Write out the data below in full, unchanged, minus the images.

(Point-based annotation data)
┄┄┄┄┄┄

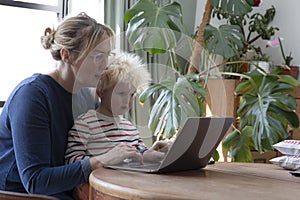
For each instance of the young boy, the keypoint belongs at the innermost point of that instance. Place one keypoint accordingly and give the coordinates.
(99, 131)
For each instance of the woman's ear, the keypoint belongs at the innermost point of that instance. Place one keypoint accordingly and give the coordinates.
(65, 55)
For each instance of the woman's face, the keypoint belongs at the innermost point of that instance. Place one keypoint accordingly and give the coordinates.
(118, 99)
(92, 65)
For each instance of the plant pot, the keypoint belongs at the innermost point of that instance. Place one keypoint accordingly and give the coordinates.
(293, 71)
(262, 64)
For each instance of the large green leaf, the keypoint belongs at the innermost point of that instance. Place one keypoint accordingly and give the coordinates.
(227, 40)
(177, 100)
(238, 144)
(268, 109)
(152, 28)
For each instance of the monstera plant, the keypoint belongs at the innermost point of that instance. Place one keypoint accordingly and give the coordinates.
(266, 110)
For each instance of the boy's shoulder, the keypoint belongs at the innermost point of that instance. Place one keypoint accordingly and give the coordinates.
(87, 116)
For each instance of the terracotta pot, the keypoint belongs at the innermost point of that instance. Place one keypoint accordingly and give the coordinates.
(293, 72)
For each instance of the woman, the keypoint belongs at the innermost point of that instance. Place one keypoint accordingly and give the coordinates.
(37, 116)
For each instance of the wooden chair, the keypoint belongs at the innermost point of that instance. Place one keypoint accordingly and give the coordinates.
(7, 195)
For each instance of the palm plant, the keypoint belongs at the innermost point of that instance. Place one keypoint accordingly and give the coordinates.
(180, 95)
(265, 111)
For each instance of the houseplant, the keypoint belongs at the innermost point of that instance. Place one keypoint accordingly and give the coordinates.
(237, 35)
(286, 66)
(181, 95)
(266, 110)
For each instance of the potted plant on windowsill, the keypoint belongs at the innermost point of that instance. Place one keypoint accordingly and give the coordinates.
(265, 112)
(286, 67)
(181, 95)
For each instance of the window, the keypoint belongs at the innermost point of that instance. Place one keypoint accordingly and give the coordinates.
(21, 51)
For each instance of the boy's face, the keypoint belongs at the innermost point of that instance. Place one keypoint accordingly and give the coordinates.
(118, 99)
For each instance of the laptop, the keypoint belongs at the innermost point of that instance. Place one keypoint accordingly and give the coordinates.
(193, 148)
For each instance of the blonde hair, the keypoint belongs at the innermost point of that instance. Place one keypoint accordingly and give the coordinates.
(125, 68)
(79, 34)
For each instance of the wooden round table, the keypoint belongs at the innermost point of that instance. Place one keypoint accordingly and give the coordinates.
(219, 181)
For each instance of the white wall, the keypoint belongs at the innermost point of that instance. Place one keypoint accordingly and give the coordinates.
(286, 19)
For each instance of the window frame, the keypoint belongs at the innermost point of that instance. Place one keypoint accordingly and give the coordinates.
(61, 9)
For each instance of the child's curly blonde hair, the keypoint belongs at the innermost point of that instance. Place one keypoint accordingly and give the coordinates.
(124, 68)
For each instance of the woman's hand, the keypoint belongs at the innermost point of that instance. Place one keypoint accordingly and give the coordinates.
(116, 155)
(157, 152)
(161, 146)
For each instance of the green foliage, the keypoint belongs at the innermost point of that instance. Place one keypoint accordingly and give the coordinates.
(266, 110)
(159, 29)
(177, 99)
(152, 28)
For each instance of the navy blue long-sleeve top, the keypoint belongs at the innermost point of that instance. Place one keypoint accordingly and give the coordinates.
(33, 135)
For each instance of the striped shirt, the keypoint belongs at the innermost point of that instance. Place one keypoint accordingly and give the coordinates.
(94, 134)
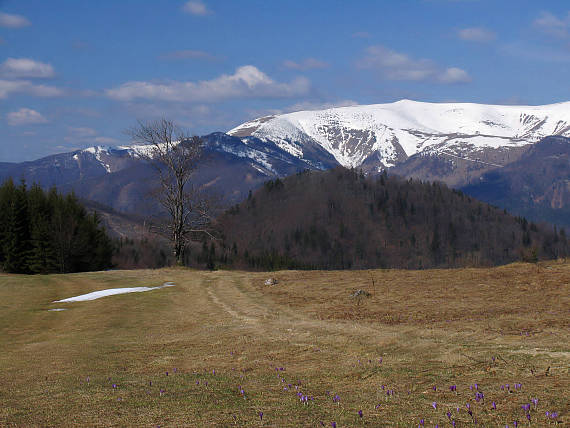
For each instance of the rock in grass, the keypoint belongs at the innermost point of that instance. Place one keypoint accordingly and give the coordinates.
(360, 293)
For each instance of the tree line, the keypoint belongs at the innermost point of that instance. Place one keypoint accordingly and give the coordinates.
(340, 219)
(46, 232)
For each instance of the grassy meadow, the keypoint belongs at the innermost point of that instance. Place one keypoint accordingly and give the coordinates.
(221, 347)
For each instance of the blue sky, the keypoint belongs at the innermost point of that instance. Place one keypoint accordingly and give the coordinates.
(77, 73)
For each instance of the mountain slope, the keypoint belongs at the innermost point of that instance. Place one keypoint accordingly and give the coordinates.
(385, 135)
(119, 178)
(537, 185)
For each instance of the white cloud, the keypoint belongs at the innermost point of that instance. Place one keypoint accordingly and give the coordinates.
(361, 35)
(105, 140)
(86, 135)
(195, 7)
(534, 52)
(13, 21)
(188, 54)
(18, 68)
(25, 116)
(246, 82)
(398, 66)
(477, 34)
(454, 75)
(552, 25)
(307, 64)
(8, 87)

┄┄┄┄┄┄

**Expected answer:**
For each instance of the young boy, the keypoint belongs at the innermost point of that instance. Place one keypoint accordingly and give the coordinates.
(99, 131)
For each instance of the woman's ear, the keypoint belongs at the innermost point of that instance. Place one keypoint accordingly and give the coordinates.
(65, 55)
For each instance of the woman's face, the keypoint belongs at the innermost point of that instance. Place one keypoint accordingly and give the coordinates.
(118, 99)
(92, 65)
For each instance of the plant pot, the keypoint belongs at the innermost point of that instance. Place one keypoint accordingly and give the coordinates.
(293, 71)
(262, 64)
For each instance of the large green leaf, the keypoint belongs at the innermost point of that instance. Place one keypoint accordingly and give the coordinates.
(227, 40)
(177, 100)
(238, 144)
(268, 109)
(152, 28)
For each instance of the monstera plant, the keypoint belongs at the innermost point of that instance. Place one keypoint accordingly and give the coordinates.
(266, 110)
For each instance of the boy's shoulder, the keypoint belongs at the innermost point of that instance. Place one keypoint accordingly and give the coordinates.
(87, 116)
For each instance of the terracotta pot, the keypoint belongs at the innermost point of that instance. Place one keypoint accordingly and give the coordinates.
(293, 72)
For each instance of the woman, the keypoint belongs at the innermost point of that instance. Place one keypoint accordingly and give the coordinates.
(37, 116)
For each instance of the wooden chair, the keypoint belongs at the innermost point of that instance. Place one keypoint accordingly and give the coordinates.
(7, 195)
For each instance of the palm plant, the keypoint belongs at the innermost point of that instance. Place one keypoint accordingly and give the coordinates.
(180, 95)
(265, 111)
For each instance of the houseplant, the keypoint belongs at the innermost point of that instance. Place one keypoint accordingly and give the coordinates.
(237, 35)
(286, 66)
(181, 95)
(266, 110)
For each instance of the potted plant on windowsill, the keypoint belongs at the innermost point of that instance. Place one keypoint accordingly and give the coordinates.
(265, 112)
(286, 67)
(181, 95)
For each instance of the window, the keypoint belongs at the innermost point of that instance. Place one keypoint accordingly and give the coordinates.
(21, 51)
For each instance of the boy's face, the keypoint belongs at the innermost point of that instance. Place one keypoint accordingly and give the coordinates.
(118, 99)
For each instance of the laptop, the keypoint belongs at the innermost point of that instance. Place one keypoint accordingly and give the coordinates.
(193, 148)
For each instance of the blonde hair, the keypoint belongs at the innermost point of that instance. Place one keypoint accordingly and give the coordinates.
(125, 68)
(79, 34)
For each instance of the wooden round table, the keypoint belongs at the innermost point of that instance. Place one keypoint accordingly and give the coordinates.
(219, 181)
For each instance of the white wall, the keypoint belongs at the innermost point of that instance. Place one keypoint accordingly and give the coordinates.
(286, 19)
For each instance of the window frame, the keypoint belongs at the innermost point of that instance. Place one keypoint accordingly and give the coordinates.
(61, 9)
For each instance of the child's curly blonde hair, the keypoint belongs at the innermost point of that instance. Place one keypoint accordingly and give the coordinates.
(124, 68)
For each instance of the woman's hand, the keypoint belongs at the innermost point of that instance. Place one keypoint accordingly and give the coordinates.
(116, 155)
(157, 152)
(161, 146)
For each instance of the green foliage, the keypoint belongs at the innermost point of that instance. Place one keypoint accordingly and give the coordinates.
(266, 110)
(159, 29)
(177, 99)
(152, 28)
For each instance of the navy blue long-sleeve top, the keypoint belongs at the innermost point of that instance. Place one keypoint accordingly and give the coordinates.
(33, 135)
For each instance of the striped shirt, the keypoint belongs at the innermost point of that instance. Place one keypoint accordingly and give the coordinates.
(94, 134)
For each instance of the rock in grass, the keypoint belongs at the innermost point of that instance. Place one keypoint accordingly and give the coordinates.
(360, 293)
For each instance of the tree line, the keypoint belongs at the innermost point of that instance. Place one keypoint accordingly and give the coordinates.
(340, 219)
(46, 232)
For each instance of the grassy meadow, the keypoint belongs at the innermost point of that instance. Place one keypoint accordingly and give the coordinates.
(221, 347)
For each instance of the blue sky, the keypoint belongs at the innermost point of that instance. Place one keypoint accordingly and give the coordinates.
(77, 73)
For each instance of the mountain slope, the keypoint belongs at the innermost point of that instance. Place one keypoint accordingly and give the coordinates.
(385, 135)
(119, 178)
(537, 185)
For each instance of the white cloud, the keypoint belongs at the innermost point of that instance. Place one keypoint accordingly and give the coordinates.
(361, 35)
(105, 140)
(86, 135)
(195, 7)
(534, 52)
(13, 21)
(188, 54)
(18, 68)
(25, 116)
(246, 82)
(398, 66)
(477, 34)
(454, 75)
(552, 25)
(307, 64)
(8, 87)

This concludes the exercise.